ASSIGNMENT 1 — List every cause of respiratory failure that the limitations passage names as reducing the accuracy of BNP.
ASSIGNMENT 2 — According to the limitations passage, why did the authors combine general ICU populations with specific ICU subgroups?
ASSIGNMENT 3 — What does the limitations passage say about renal function across the studies?

PASSAGE —
————

As described above, the heterogeneity of BNP measures and varying analytic approaches limited our ability to perform pooled analysis; acknowledging this limits the inferences that can be made. Similarly, due to limitation in the reporting across studies, we were unable to perform stratified analysis by potentially important subgroups, such as case-mix and type of ICU admission. We opted to combine both general ICU populations and specific ICU subgroups to capture enough data to perform the AUROC analyses. The bi-variate analysis and Moses-Littenberg analyses were unaffected, as all studies included were of a mixed ICU population. We believe that this makes our results more generalizable to mixed medical/surgical ICU practice; however, we cannot provide strong inferences on the value of BNP for MV liberation in selected ICU subgroups, as each population was represented by a single study. There are several confounders to the accuracy of BNP testing. Heart disease (and specifically depressed left ventricular ejection fraction) and kidney failure can significantly alter BNP kinetics. Unfortunately, these patient characteristics were inconsistently included or excluded across studies. In the case of kidney failure, the distinction between acute and chronic renal failure was also poor. In balance, renal function was normal in most studies, and at most mildly impaired in the rest. As for heart disease, the definitions were variable. The etiology of respiratory failure has an impact on the accuracy of BNP: delirium, traumatic brain injury, inability to clear secretions, or stridor, among others, limit the accuracy of BNP as they may not lead to a change in BNP measurements. A low number of studies that were included in this review attempted to limit this impact by excluding stridor and TBI from the analysis. Unfortunately, capturing clearance of secretions or delirium as the cause of respiratory failure is understandably difficult and was not done in any study. Another limitation is the lack of studies that directly compared the accuracy of a successful SBT by clinical indices and by BNP measure. In this instance, a patient that has passed a SBT by clinical indices may fail by BNP measure, leading to a delay in extubating a patient that would have succeeded. Unfortunately, the relative accuracies were not directly assessed in any study.

————

Natural language region descriptions

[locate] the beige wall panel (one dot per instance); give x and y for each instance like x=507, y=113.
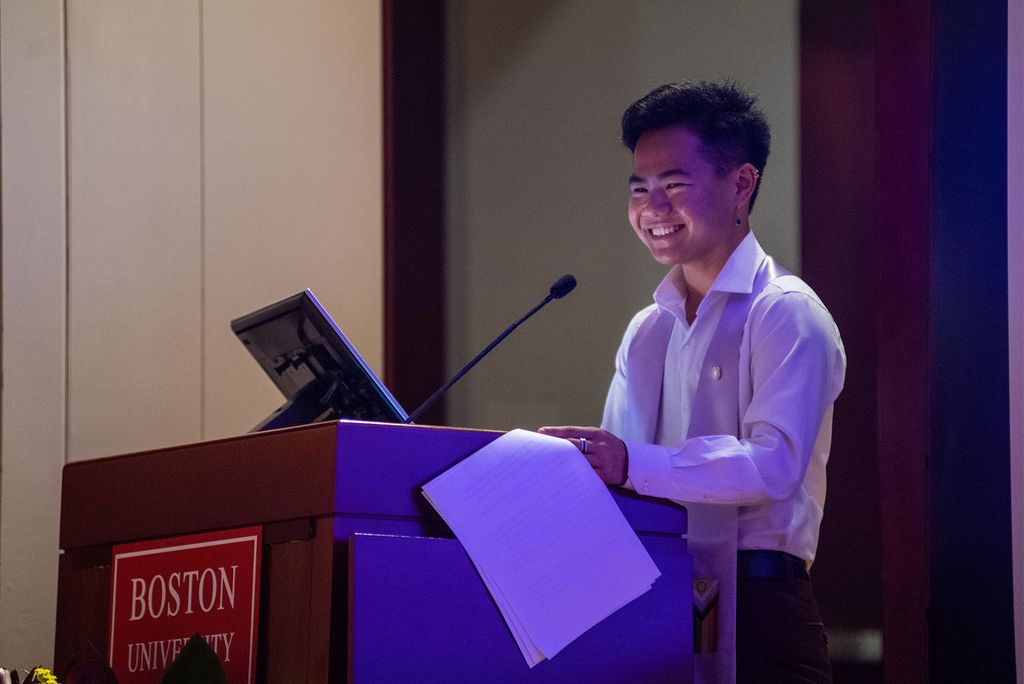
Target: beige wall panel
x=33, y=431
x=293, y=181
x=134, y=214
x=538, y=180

————

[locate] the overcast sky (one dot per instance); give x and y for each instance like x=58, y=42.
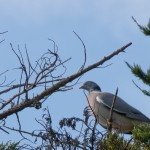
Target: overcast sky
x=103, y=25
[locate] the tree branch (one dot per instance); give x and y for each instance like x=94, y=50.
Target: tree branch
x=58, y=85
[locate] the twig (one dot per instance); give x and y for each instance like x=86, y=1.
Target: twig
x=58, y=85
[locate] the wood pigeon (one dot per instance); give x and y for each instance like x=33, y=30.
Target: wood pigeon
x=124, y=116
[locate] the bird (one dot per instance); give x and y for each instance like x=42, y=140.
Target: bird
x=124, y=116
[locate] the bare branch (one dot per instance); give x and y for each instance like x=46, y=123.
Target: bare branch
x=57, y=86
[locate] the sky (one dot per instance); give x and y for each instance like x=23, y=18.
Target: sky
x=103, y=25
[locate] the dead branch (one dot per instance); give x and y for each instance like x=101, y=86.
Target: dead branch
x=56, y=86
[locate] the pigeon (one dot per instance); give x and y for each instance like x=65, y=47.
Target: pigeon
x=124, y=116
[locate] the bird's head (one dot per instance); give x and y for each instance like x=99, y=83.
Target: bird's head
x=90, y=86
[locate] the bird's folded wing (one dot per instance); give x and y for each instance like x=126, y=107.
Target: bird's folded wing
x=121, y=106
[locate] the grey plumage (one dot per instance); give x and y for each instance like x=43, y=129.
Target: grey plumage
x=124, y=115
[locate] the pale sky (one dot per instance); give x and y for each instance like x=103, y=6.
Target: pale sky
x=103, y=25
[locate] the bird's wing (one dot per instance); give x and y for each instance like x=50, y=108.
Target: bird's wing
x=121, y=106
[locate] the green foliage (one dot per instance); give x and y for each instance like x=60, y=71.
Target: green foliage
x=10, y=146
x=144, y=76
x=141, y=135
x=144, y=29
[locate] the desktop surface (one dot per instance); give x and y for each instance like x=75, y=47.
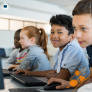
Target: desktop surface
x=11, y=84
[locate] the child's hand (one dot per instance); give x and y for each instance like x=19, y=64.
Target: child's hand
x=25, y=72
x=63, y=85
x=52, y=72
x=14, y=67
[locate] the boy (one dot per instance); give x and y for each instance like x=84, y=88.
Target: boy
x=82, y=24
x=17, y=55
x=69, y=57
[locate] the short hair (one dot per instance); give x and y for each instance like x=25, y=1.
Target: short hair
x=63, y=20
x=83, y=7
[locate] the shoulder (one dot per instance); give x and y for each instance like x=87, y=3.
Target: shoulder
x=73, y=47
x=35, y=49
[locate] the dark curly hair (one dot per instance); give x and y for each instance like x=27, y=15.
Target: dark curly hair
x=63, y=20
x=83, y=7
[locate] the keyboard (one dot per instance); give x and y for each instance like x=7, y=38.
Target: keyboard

————

WRITTEN SOLUTION 1 — Delirium, traumatic brain injury, inability to clear secretions, and stridor.

WRITTEN SOLUTION 2 — They combined these populations to capture enough data to perform the AUROC analyses. Because of limited reporting across studies, they could not perform stratified analysis by subgroups such as case-mix and type of ICU admission.

WRITTEN SOLUTION 3 — Renal function was normal in most studies and at most mildly impaired in the rest.